## [Exercise aim]
Once the images are removed, repeat all of the entries exactly.
[The input Boundary: Start]
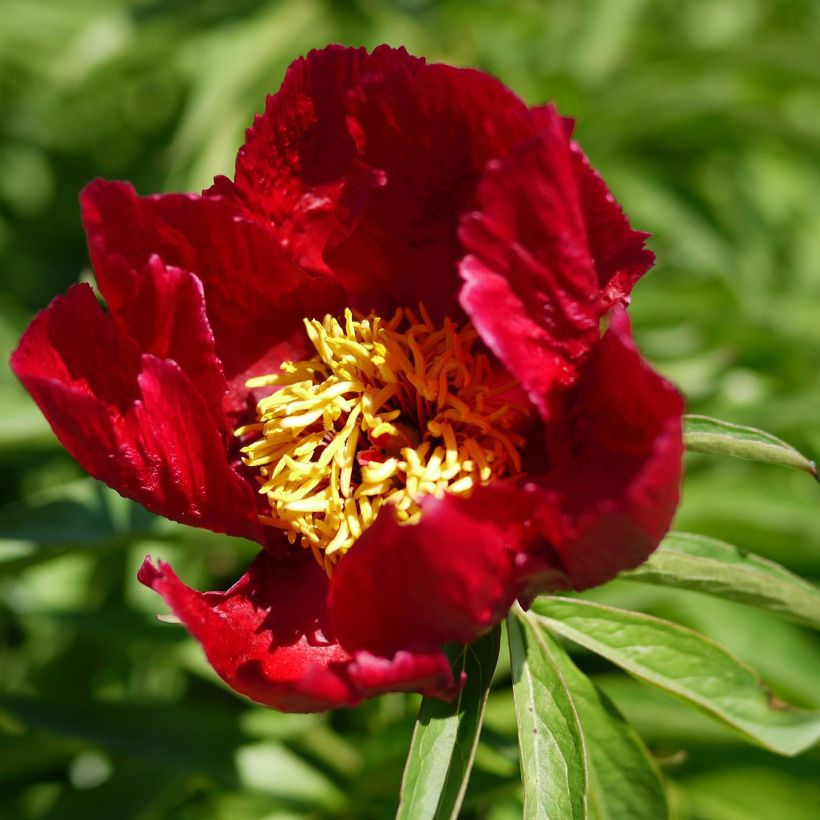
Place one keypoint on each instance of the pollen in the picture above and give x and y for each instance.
(385, 413)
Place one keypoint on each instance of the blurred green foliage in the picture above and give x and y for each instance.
(704, 116)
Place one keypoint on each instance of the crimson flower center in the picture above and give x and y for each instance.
(385, 413)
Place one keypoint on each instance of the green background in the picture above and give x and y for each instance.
(704, 117)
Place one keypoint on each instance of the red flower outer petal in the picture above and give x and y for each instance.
(255, 295)
(448, 578)
(268, 637)
(430, 129)
(299, 167)
(134, 421)
(165, 315)
(616, 447)
(529, 279)
(618, 250)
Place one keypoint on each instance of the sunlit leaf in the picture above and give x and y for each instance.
(707, 565)
(686, 664)
(707, 435)
(446, 735)
(553, 757)
(624, 780)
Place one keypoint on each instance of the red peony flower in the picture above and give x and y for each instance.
(377, 352)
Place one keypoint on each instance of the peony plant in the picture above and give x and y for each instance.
(394, 350)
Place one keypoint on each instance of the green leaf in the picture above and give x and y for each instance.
(707, 565)
(703, 434)
(624, 780)
(685, 664)
(553, 758)
(446, 736)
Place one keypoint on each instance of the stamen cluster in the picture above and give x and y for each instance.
(384, 413)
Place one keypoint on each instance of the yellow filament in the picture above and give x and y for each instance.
(384, 413)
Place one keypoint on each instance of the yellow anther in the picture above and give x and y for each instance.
(386, 412)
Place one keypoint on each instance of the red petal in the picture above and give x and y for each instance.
(431, 130)
(268, 637)
(530, 282)
(298, 167)
(616, 445)
(166, 316)
(135, 422)
(255, 296)
(446, 579)
(618, 250)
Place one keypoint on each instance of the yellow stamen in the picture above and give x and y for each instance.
(384, 413)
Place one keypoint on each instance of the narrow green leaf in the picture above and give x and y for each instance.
(446, 736)
(553, 758)
(685, 664)
(707, 435)
(624, 780)
(707, 565)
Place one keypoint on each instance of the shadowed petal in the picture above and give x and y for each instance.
(430, 129)
(299, 166)
(616, 447)
(269, 638)
(529, 278)
(446, 579)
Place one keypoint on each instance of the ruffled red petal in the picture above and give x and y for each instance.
(618, 250)
(446, 579)
(430, 130)
(255, 295)
(299, 167)
(616, 446)
(165, 315)
(269, 638)
(530, 281)
(132, 420)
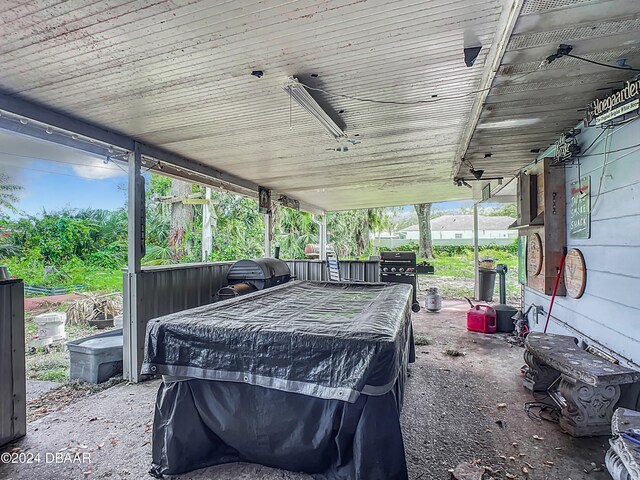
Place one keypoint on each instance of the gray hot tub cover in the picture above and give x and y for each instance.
(327, 340)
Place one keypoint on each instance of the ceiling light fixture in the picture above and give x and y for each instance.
(302, 97)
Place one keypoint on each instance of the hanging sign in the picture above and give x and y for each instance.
(567, 146)
(620, 103)
(575, 273)
(580, 216)
(264, 200)
(522, 259)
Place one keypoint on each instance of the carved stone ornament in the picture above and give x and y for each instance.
(539, 376)
(589, 409)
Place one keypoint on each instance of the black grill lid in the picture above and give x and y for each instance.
(261, 272)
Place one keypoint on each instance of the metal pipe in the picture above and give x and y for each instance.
(475, 252)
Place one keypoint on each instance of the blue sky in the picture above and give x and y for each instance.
(55, 177)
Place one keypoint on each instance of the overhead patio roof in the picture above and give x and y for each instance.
(176, 76)
(532, 103)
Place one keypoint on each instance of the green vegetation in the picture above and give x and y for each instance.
(89, 247)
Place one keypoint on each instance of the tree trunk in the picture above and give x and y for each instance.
(181, 219)
(424, 226)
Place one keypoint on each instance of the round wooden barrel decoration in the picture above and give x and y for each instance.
(534, 254)
(575, 273)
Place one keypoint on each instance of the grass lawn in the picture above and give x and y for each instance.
(52, 363)
(454, 273)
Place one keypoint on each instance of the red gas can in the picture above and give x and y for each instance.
(481, 318)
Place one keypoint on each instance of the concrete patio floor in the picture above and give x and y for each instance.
(450, 416)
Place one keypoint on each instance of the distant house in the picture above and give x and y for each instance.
(458, 230)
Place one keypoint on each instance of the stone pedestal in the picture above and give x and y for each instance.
(540, 376)
(589, 409)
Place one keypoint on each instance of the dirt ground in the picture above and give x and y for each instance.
(451, 415)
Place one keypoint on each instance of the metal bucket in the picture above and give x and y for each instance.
(433, 301)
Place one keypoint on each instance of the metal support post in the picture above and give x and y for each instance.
(476, 293)
(133, 332)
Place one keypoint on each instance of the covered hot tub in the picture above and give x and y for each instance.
(304, 376)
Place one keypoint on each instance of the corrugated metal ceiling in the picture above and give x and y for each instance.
(177, 74)
(530, 105)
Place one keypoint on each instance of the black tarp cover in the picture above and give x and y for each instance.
(321, 339)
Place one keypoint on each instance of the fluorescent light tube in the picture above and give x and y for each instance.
(302, 97)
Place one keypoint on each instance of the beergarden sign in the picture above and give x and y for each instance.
(620, 103)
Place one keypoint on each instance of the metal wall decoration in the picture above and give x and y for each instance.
(580, 219)
(264, 200)
(534, 254)
(575, 273)
(625, 101)
(567, 147)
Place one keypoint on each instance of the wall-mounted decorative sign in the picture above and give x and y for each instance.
(580, 219)
(575, 273)
(534, 254)
(625, 101)
(567, 146)
(264, 200)
(522, 259)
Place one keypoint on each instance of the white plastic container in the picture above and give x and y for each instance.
(433, 301)
(51, 325)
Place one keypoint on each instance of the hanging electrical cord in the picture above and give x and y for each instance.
(414, 102)
(564, 50)
(617, 67)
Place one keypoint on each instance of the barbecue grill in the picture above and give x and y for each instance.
(400, 267)
(247, 276)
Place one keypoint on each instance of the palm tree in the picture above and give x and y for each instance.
(8, 193)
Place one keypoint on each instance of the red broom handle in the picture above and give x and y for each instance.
(555, 287)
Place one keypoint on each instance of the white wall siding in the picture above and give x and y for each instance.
(608, 314)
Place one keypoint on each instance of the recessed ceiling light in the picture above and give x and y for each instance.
(512, 123)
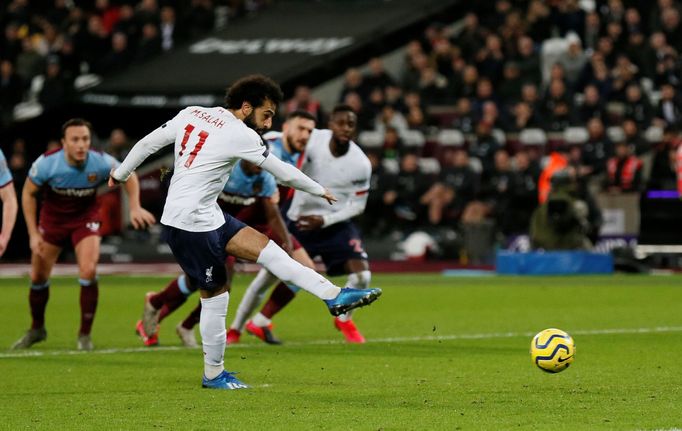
[The input Boundary: End]
## [Exercise output]
Place one keypoint on each instance of the pollen in the picture above and give x and y for each instance.
(385, 413)
Place one keypoint on each instance of the blurred green foliage in the picture above and give x and y for each instance.
(704, 116)
Place one keypoint on each instance of the crimson flower center in the picture above and give x and y for each instance.
(385, 413)
Place one keypoint on each instance of the green background in the picture above and give x and y for each instance.
(704, 117)
Place one keypoint on each instance of the red flower outer petal in the picture above and give x and y for each instance.
(255, 295)
(448, 578)
(268, 637)
(430, 129)
(299, 167)
(134, 421)
(165, 315)
(616, 447)
(529, 279)
(618, 250)
Place one keypoint on each instance of the sunlit leaf in the picture above and give x and y for each instance.
(707, 565)
(686, 664)
(707, 435)
(446, 735)
(553, 757)
(624, 780)
Place one keypoint on each instance of the red peony flower in the picture above and give x and y for each instance.
(377, 352)
Place one keypoint on each instance of the peony plant in the picture above and give x and y for each instance.
(394, 350)
Place one keypoint on each instance of the green leaf in the picture above and give x and y for each instance.
(707, 565)
(703, 434)
(624, 780)
(685, 664)
(553, 758)
(446, 736)
Place one keypoint on each instance of the stamen cluster in the picture above and give x and y for each instance.
(384, 413)
Place one keypoint on each instance of the yellow filament in the picture above and give x and y for each instance.
(384, 413)
Place one keypoint on each instance of the yellow anther in the picture above and give x and y for each instance.
(386, 412)
Place one keypoint on each instance of the red petal in the picture above and give x and y for each instance.
(431, 130)
(268, 637)
(530, 282)
(298, 167)
(616, 445)
(166, 316)
(135, 422)
(255, 296)
(446, 579)
(618, 250)
Place one keypoint on each instance of the yellow stamen in the picture above and give x and y for each instance.
(384, 413)
Place one keypoint on each instance of the narrow green leaf in the picture above and give x and y for each instance.
(446, 736)
(553, 758)
(685, 664)
(707, 435)
(624, 780)
(707, 565)
Place one keypoint on each instance of the shadowed petal in the picture above and give x and y for each instance.
(430, 129)
(299, 166)
(616, 447)
(269, 638)
(529, 278)
(446, 579)
Place one keypoint on each instance of the ruffled red petal in the picture above and give x and y for each instance.
(618, 250)
(446, 579)
(430, 130)
(255, 295)
(299, 167)
(616, 446)
(165, 315)
(269, 638)
(530, 281)
(132, 420)
Place one keypoint on each instance of the gray hot tub cover in the picture above and give x and y for each instance.
(327, 340)
Place one keypoint on each instance of the ceiling light fixture in the picture above and give x and y for each instance.
(302, 97)
Place one keypoint on each instance of the hanging sign in the picture above and give x and y for each instance.
(567, 146)
(620, 103)
(575, 273)
(580, 216)
(264, 200)
(522, 259)
Place one keypoint on each instance of the carved stone ornament in the picture above and give x and y for each instance.
(539, 376)
(589, 409)
Place one keypoint on each instance of the black grill lid in the picture above and give x and y for each instance.
(261, 272)
Place one keypoint on each instance of the metal pipe in the picture above and give x and y for each instance.
(475, 252)
Place one keypoint on each instance of the blue sky in the picture above and give x and y for each instance.
(55, 177)
Place one keypoint on each instance of the overhead patio roof in the picture above and give x and y for each instance.
(176, 76)
(532, 103)
Place one keypoint on each instance of the green vegetation in the picture above and give x and y for each instance.
(89, 247)
Place one keypoint on each instance of the tree trunk in the picture above and give x and y for each instance.
(181, 219)
(424, 226)
Place one keypoint on each instance of the round wooden barrel decoration in the picture above and give x and y for each instance.
(534, 254)
(575, 273)
Place one keypoint on each instance of the grass lawn in the picture above and give x and y for each instance.
(52, 363)
(454, 273)
Place one keypoint on each instance of the red gas can in the picture above and give x and y for each instance.
(481, 318)
Place one keypoint on each instance of the concrete patio floor in the picture above and give x and y for each instance.
(450, 416)
Place one keypoint on each instance of the distant house in the picture above and give x and y for each instance.
(458, 230)
Place one keypoint on each instance of the stone pedestal in the picture above and give x and y for each instance.
(540, 376)
(589, 409)
Place one keypoint on each instance of the dirt ground in the picture above and give x and y for each instance.
(451, 415)
Place one keypoint on each instance of the metal bucket in the picture above and give x and y for each instance.
(433, 301)
Place one keypoint on each instance of the metal support post in the picture above and give x and y for each instance.
(476, 293)
(133, 332)
Place one keypoint on each instance of the covered hot tub in the picture above and give x and y for each instance.
(304, 376)
Place one keypoint on each instance of the corrugated metal ceiling in the picture above and give x and y for each instance.
(177, 74)
(530, 105)
Place one keypoint on each instance of the black tarp cover in the picture above and give x and y for each instance.
(321, 339)
Place one keypoint on each instance of the fluorescent light tube in the picture above and give x and y for each instance.
(302, 97)
Place one keypoint on each instance of the beergarden sign in the picture above and give x and y for each instance.
(620, 103)
Place one keypoint on each instance of the metal wall decoration in the picture above and give x and y for each instance.
(580, 219)
(264, 200)
(534, 254)
(575, 273)
(625, 101)
(567, 147)
Place one keypoint on each instance of the wall-mounted decorative sign in the picture above and give x and y for each instance.
(580, 219)
(575, 273)
(534, 254)
(625, 101)
(567, 146)
(264, 200)
(522, 259)
Place one keypoint on each instance of the white plastic container in the picture above and give x and y for each instance.
(433, 301)
(51, 325)
Place one keypoint on each instance of the hanging electrical cord in the picture above and give x and y for each instance.
(414, 102)
(564, 50)
(617, 67)
Place one keypoint on each instance of the barbecue grill in the picture above and give x and y for each instance.
(400, 267)
(247, 276)
Place one keypoint on each instance of the palm tree in the picture above and give x and y for each instance.
(8, 193)
Place one keypoint on each instance of the red broom handle in the picture above and give x and y for each instance.
(555, 287)
Place one keypoint on each instance of the white wall siding in the picture above and give x and y for each instance.
(608, 314)
Place one keypoint on each instance of the recessed ceiling light in the picture above and give x and y for each instance.
(512, 123)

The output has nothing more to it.